▶ [Input for this task]
========================================================================
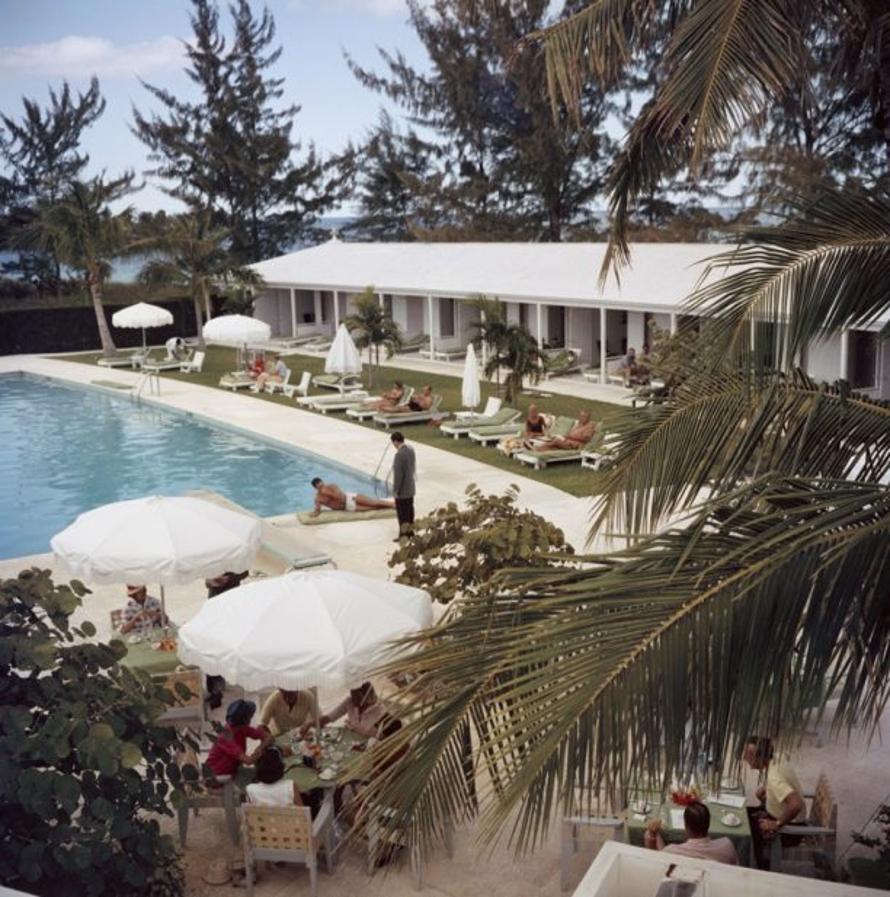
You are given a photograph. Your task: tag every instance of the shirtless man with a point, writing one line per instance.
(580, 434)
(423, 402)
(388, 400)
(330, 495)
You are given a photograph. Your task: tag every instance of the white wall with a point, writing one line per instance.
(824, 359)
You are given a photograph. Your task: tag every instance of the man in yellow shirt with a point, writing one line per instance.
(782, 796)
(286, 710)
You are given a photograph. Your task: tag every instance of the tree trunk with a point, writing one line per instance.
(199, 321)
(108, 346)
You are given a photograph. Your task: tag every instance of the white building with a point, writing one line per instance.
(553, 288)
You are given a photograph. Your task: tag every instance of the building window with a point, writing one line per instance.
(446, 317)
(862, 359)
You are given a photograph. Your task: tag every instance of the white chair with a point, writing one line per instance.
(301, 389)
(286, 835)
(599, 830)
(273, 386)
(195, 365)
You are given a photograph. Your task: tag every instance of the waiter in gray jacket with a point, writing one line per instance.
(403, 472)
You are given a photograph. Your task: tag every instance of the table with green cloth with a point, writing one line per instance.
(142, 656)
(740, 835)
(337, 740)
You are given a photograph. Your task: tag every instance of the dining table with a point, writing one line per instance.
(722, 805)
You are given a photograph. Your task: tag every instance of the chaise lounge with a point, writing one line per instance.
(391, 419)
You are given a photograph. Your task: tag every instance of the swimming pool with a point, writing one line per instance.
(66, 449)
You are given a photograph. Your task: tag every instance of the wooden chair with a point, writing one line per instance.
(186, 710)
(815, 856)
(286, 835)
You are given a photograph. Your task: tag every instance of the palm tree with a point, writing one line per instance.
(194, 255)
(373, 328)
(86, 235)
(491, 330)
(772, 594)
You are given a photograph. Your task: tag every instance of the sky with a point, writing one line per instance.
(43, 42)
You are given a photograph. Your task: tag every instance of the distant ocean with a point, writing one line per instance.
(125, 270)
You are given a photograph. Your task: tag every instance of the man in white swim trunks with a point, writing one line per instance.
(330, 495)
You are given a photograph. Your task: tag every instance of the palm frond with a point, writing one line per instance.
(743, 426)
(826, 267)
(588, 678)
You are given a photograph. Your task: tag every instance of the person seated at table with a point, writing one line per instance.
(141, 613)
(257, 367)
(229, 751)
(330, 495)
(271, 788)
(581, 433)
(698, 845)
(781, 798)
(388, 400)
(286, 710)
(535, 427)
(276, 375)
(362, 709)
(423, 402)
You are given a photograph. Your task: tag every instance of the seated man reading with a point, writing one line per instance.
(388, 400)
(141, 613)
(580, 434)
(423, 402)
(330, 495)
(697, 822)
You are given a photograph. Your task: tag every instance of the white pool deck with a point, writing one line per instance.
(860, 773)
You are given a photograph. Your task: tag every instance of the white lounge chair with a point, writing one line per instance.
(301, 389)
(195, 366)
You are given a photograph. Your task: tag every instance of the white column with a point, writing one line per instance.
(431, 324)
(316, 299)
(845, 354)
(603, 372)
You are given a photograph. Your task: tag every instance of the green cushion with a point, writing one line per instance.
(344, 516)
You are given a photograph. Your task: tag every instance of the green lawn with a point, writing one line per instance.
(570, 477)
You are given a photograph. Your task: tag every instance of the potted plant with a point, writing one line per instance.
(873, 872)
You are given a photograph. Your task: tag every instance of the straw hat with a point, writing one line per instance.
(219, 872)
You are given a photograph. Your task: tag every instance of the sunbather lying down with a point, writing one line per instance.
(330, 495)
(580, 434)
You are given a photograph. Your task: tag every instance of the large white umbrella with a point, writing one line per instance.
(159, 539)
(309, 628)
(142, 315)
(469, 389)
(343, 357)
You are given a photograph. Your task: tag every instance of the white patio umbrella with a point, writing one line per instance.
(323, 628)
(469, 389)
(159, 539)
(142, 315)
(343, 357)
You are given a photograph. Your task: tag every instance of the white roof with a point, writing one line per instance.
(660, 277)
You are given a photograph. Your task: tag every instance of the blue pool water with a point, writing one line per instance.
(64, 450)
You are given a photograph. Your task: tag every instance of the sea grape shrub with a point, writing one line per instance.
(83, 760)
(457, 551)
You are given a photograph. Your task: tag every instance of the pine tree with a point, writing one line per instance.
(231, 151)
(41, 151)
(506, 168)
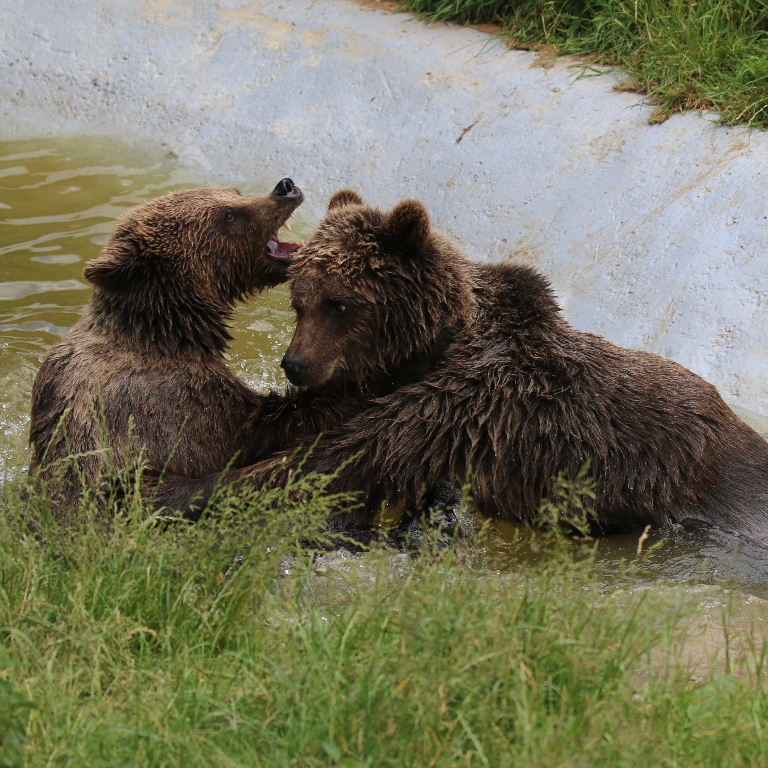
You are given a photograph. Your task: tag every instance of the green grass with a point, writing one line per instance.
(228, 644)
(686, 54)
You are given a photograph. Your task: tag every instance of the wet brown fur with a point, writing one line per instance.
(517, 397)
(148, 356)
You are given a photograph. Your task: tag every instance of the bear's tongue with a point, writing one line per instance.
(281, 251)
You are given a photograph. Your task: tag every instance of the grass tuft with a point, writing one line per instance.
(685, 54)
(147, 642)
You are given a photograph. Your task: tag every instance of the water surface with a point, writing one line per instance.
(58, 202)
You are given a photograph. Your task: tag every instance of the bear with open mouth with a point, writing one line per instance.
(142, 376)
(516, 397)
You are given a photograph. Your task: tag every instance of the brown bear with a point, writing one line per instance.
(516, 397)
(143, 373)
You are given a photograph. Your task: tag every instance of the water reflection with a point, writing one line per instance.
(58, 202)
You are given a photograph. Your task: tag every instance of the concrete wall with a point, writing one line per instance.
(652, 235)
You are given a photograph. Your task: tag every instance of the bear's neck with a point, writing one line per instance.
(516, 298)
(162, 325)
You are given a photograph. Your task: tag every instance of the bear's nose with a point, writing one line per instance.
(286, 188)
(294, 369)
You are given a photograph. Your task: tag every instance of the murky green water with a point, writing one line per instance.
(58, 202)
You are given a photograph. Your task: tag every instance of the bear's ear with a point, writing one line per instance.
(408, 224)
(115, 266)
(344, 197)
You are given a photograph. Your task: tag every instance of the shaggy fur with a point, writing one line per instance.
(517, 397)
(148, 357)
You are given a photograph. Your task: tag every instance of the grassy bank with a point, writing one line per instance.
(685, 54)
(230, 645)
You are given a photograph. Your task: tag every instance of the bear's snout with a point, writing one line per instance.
========================================================================
▶ [Stated task] Omit the images and transcribe all of the records above word for word.

▶ [Solution to this exercise]
You are given a photograph. Your task: tag every instance of the shirtless man with a point, writing one line per instance.
(580, 434)
(423, 402)
(388, 400)
(330, 495)
You are given a photograph. Your task: tag every instance of the white wall with a point, writing one line per instance.
(824, 359)
You are given a photograph. Your task: tag every instance of the man in yellow shirt with a point, writing one line per instance.
(782, 796)
(286, 710)
You are given a photograph. Your task: tag every instance of the tree trunk with a point, writing one line per instance.
(199, 321)
(108, 346)
You are given a photograph. Your task: tag every instance of the white building with a point, writing one line per instance.
(553, 288)
You are given a photograph. Your task: tag every instance of the building window with a point, writing one line per instance.
(446, 317)
(862, 359)
You are given a photograph. Your task: tag every instance of the white chair with a point, writing one line per instance.
(301, 389)
(286, 835)
(599, 830)
(273, 386)
(195, 365)
You are given a photograph. Your task: tag every instance of the waiter in gray jacket with a point, writing one line per instance.
(403, 472)
You are given a photograph. Your task: tag every instance of the table with green cloth with a point, writing one line per instance.
(142, 656)
(740, 835)
(337, 740)
You are given a photograph. Your task: tag every instance of the dining table with a point, writing one line per instance.
(722, 805)
You are given a photograph. Your task: tag every instance of the chaise lounge with a point, writing one line per instance.
(391, 419)
You are given a photograph. Your task: tag every instance of the swimming pool with a point, writing one line per instance.
(66, 449)
You are given a photograph. Your task: tag every instance of the wooden chair with a point, writing one line per instance.
(186, 710)
(815, 856)
(286, 835)
You are given a photograph. Your task: tag every instance of the palm tree with a point, writing one line per instance.
(194, 255)
(373, 328)
(86, 235)
(491, 330)
(772, 594)
You are given a photograph. Your task: tag every instance of the sky with a point, writing one line per instance.
(43, 42)
You are given a photograph. Your task: tag every instance of the distant ocean with a point, writing one line per instance.
(125, 270)
You are given a photograph. Your task: tag every instance of the man in white swim trunks with a point, writing one line per instance.
(330, 495)
You are given a photograph. Your task: tag every instance of the palm frond with a point, writing one line per instance.
(743, 426)
(826, 267)
(588, 678)
You are given a photograph. Your task: tag every instance of the person seated at table with a point, writing one line per instance.
(141, 613)
(257, 367)
(229, 751)
(330, 495)
(271, 788)
(581, 433)
(698, 845)
(781, 798)
(388, 400)
(286, 710)
(535, 427)
(276, 375)
(362, 709)
(423, 402)
You are given a photograph. Your task: tag every instance of the seated man reading with a point, writing one line per instance.
(388, 400)
(141, 613)
(580, 434)
(423, 402)
(330, 495)
(697, 822)
You are given a photograph. Your task: tag every instance of the white pool deck with a point, writing one line per instance.
(860, 773)
You are given a photograph. Your task: tag every instance of the white lounge chair with a point, writing one line per instance.
(301, 389)
(195, 366)
You are given a photograph. Your task: tag every instance of the white column with a point, writing one line per instance.
(431, 324)
(316, 299)
(845, 354)
(603, 372)
You are given a photograph. Your task: tag every instance of the green cushion with a point, writing one line per instance.
(344, 516)
You are given a photograph. Your task: tag every instance of the green lawn with a point, writing one line per instance.
(570, 477)
You are given a photograph. Your task: tag every instance of the potted plant with a point, writing one line per instance.
(873, 872)
You are given a photograph. Your task: tag every instance of the straw hat with a point, writing one line per instance.
(219, 872)
You are given a photograph. Your task: tag every instance of the sunbather lying down with a point, writing one line per instance.
(330, 495)
(580, 434)
You are given a photograph. Your task: tag every instance of the large white umbrella with a point, writing one line per instance.
(159, 539)
(309, 628)
(142, 315)
(469, 389)
(343, 357)
You are given a photograph. Your task: tag every instance of the white patio umbrella with a point, writing one line per instance.
(323, 628)
(469, 389)
(159, 539)
(142, 315)
(343, 357)
You are given a photograph. Your task: tag every instance of the white roof with a point, writing one line per instance.
(660, 277)
You are given a photograph. Your task: tag every instance of the blue pool water with a point, writing one line per instance.
(64, 450)
You are given a photograph. Your task: tag every instance of the sea grape shrub with a point, writing one line per instance.
(83, 760)
(457, 551)
You are given a photograph. Your task: tag every instance of the pine tree with a point, writing one line per instance.
(231, 151)
(41, 151)
(506, 168)
You are given a photograph. Your task: tag every instance of the green grass with a point, writing one line per instance.
(228, 644)
(686, 54)
You are given a photograph. Your task: tag every instance of the wet brown fur with a point, writing one line per instance.
(517, 397)
(148, 356)
You are given a photograph. Your task: tag every instance of the bear's tongue with a point, writing one line per instance.
(281, 251)
You are given a photograph. Your task: tag every instance of the grass tuft with a point, writing one line per instance.
(685, 54)
(147, 642)
You are given a photograph. Your task: tag every instance of the water surface with a point, writing one line per instance.
(58, 202)
You are given a photograph. Your task: tag every instance of the bear with open mouth with a point, writing one line per instance.
(142, 376)
(516, 397)
You are given a photograph. Your task: tag every instance of the brown bear with a point, writing one line per instance.
(516, 397)
(143, 373)
You are given a photograph. Your task: tag every instance of the water reflection with a point, writing one line per instance.
(58, 202)
You are given a photograph. Your task: tag every instance of the concrete wall with a point, writing one line per instance.
(652, 235)
You are given a photograph. Your task: tag every instance of the bear's neck with a point, writing one line per instance.
(516, 298)
(162, 325)
You are given a photograph. Your task: tag every instance of the bear's nose with a point, writing one line per instance.
(286, 188)
(294, 369)
You are given a photograph. Your task: tag every instance of the murky green water with a point, writing one line per instance.
(58, 202)
You are given a photograph. Your task: tag every instance of the bear's ear with a point, writing one line per instance.
(408, 224)
(115, 266)
(344, 197)
You are given a photograph. Your task: tag every instance of the shaggy fur with a point, writing one line per instance.
(517, 397)
(148, 357)
You are given a photograph. Your task: tag every instance of the grassy bank with a point, writing one line per instance.
(685, 54)
(230, 645)
You are given a photograph. Your task: tag every instance of the bear's snout with a point, writing one line per instance.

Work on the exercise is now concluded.